Passage given -

○ ○ ○ ○

Charter v.1.4
Grid Checkpoint Recovery Working Group (GridCPR)
February 14, 2005
Derek Simmel <dsimmel@psc.edu>
Paul Stodghill <stodghil@cs.cornell.edu>
Thilo Kielmann <kielmann@cs.vu.nl>
Nathan Stone <nstone@psc.edu>
Niraj Srivastava <niraj.srivastava@hp.com>


[5.3.1] Administrative:

[5.3.1.1] Group Name:

Grid Checkpoint Recovery Working Group

Group Acronym: GridCPR


[5.3.1.2] Chairs:

Derek Simmel <dsimmel@psc.edu>
Paul Stodghill <stodghil@cs.cornell.edu>

(Additional founding participants)
(Emeritus Chair) Thilo Kielmann <kielmann@cs.vu.nl>
Nathan Stone <nstone@psc.edu>
J. Ray Scott <scott@psc.edu>
Massimo Sgaravatto <massimo.sgaravatto@pd.infn.it>
Tom Goodale <goodale@aei-potsdam.mpg.de>
Ignacio M. Llorente <llorente@dacya.ucm.es>
M. Rubens <rubensm@dacya.ucm.es>
Jim Smith <jim.smith@ncl.ac.uk>
H. J. Kim <hjkim@arirang.snu.ac.kr>
Connor Park <chan@hpcnet.ne.kr>
Nam Yoon Woo <nywoo@arirang.snu.ac.kr>
Seung Hun An <shahn@arirang.snu.ac.kr>
Douglas Thain <thain@cs.wisc.edu>


[5.3.1.3] Secretary:

Niraj Srivastava <niraj.srivastava@hp.com>


[5.3.1.4] Mailing List:

gridcpr-wg@gridforum.org

Subscribe via
mailto:majordomo@gridforum.org?Body=subscribe%20gridcpr-wg

Searchable archives at
http://www-unix.gridforum.org/mail_archive/gridcpr-wg/maillist.html
http://black-ice.psc.edu/mail/ggf-gridcpr/


[5.3.2] Description and Objectives:

[5.3.2.1] Focus/Purpose:

The Grid Checkpoint Recovery Working Group will define a user-level API
and associated layer of services that will permit checkpointed jobs to be
recovered and continued on the same or on remote Grid resources. A key
feature of Grid Checkpoint Recovery service is recoverability of jobs
among heterogeneous Grid resources. In other words, resources on which
jobs are checkpointed need not be of the same type as those on which the
jobs are recovered, as long as the application code operating on the
checkpointing resource can be built for and run on the recovery platforms.
The benefits of a resource-independent checkpoint recovery capability for
Grids include facilitation of strategic or tactical job preemption and
migration (e.g. job load balancing among available resources, cost-based
job migration, etc.), in addition to recoverability of Grid-managed
computational jobs across heterogeneous resources.


Problem Statement:

Checkpoint Recovery is a service to facilitate automated recovery and
continuation of interrupted computations with the aid of periodically
recorded checkpoint data. Checkpoint Recovery is essential for large,
long-running computations to minimize lost time and other costs incurred
by system failures, job preemption, job migration and other interruptions
to calculations. In Grid environments, Checkpoint Recovery will be
necessary to facilitate migration and continuation of incomplete
computations among available heterogeneous resources.

○ ○ ○ ○

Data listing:
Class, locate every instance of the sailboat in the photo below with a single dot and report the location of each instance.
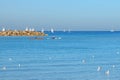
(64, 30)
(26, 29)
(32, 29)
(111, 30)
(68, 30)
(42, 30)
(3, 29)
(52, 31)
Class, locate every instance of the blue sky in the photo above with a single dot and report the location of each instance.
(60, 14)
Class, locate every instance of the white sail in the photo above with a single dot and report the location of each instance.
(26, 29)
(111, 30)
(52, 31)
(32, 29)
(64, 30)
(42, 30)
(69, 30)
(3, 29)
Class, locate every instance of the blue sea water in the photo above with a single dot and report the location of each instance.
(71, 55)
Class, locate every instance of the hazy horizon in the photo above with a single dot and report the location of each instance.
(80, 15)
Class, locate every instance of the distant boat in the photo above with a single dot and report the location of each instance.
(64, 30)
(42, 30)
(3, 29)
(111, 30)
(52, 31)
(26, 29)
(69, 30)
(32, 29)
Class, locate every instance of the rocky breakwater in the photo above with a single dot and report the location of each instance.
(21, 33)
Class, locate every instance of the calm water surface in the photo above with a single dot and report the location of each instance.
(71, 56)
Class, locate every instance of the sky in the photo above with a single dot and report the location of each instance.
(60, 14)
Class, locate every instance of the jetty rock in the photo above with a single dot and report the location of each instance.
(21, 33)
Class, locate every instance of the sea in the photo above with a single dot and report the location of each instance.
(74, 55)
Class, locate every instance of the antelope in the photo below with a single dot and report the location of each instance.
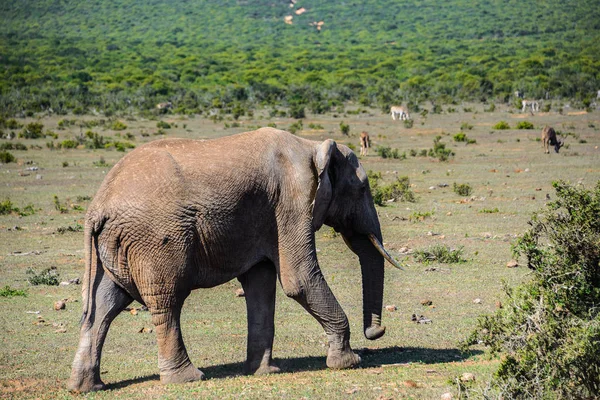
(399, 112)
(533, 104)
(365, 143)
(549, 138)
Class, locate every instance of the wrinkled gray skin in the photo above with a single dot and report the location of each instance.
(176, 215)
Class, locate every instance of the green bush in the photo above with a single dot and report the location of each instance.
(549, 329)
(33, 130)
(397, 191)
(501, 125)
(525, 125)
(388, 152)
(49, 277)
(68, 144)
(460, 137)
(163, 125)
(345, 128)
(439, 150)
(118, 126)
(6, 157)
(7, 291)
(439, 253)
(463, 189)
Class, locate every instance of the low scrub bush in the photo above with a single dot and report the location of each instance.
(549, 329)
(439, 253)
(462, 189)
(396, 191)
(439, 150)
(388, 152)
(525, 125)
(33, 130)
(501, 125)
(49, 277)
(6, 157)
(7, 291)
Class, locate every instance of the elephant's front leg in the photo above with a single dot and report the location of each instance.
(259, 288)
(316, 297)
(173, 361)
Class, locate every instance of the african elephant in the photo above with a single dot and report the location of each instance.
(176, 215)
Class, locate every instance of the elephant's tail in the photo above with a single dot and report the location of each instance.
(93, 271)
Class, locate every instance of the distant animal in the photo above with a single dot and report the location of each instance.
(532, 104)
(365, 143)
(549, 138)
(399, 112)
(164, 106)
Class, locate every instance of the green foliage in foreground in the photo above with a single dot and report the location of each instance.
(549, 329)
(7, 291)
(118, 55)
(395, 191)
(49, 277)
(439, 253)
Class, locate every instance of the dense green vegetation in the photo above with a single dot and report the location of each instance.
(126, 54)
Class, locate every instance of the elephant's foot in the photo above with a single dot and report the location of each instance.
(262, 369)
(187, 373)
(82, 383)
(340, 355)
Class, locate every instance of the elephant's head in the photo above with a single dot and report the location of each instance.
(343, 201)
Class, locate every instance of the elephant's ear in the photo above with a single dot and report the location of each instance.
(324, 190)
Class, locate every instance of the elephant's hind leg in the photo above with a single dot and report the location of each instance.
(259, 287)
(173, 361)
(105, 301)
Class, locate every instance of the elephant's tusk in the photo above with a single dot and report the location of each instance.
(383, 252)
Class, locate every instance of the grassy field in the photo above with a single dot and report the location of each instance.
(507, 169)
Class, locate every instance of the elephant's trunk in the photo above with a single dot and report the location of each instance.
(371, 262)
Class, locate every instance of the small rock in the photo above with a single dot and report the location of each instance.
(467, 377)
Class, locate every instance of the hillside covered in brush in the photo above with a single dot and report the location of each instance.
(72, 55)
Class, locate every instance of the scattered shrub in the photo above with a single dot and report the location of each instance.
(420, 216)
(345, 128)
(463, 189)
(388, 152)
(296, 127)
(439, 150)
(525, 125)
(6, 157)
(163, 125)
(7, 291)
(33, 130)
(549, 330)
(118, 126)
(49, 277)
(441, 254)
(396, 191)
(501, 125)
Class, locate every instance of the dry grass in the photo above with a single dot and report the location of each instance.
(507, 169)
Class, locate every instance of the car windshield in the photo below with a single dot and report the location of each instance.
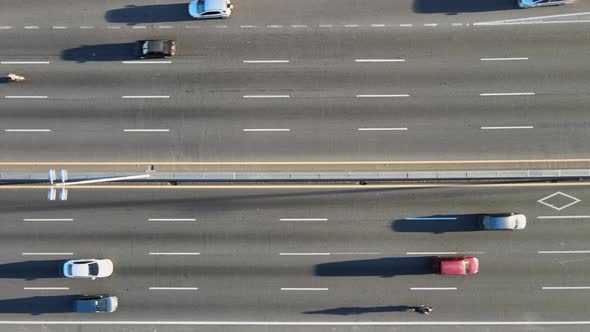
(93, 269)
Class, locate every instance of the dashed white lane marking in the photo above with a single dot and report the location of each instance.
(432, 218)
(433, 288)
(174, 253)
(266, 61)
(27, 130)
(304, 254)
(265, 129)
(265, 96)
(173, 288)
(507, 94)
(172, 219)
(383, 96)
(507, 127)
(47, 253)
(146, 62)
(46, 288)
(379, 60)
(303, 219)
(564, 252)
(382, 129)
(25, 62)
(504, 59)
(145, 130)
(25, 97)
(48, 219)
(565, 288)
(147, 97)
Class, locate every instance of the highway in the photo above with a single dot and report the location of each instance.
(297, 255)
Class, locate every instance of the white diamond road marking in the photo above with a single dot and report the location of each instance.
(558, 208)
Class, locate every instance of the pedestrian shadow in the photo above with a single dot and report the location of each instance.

○ ○ ○ ○

Task prompt - From the GridCPR charter, output the portion that begins at the words "Checkpoint Recovery is a" and stops after the words "available heterogeneous resources.".

Task solution -
Checkpoint Recovery is a service to facilitate automated recovery and
continuation of interrupted computations with the aid of periodically
recorded checkpoint data. Checkpoint Recovery is essential for large,
long-running computations to minimize lost time and other costs incurred
by system failures, job preemption, job migration and other interruptions
to calculations. In Grid environments, Checkpoint Recovery will be
necessary to facilitate migration and continuation of incomplete
computations among available heterogeneous resources.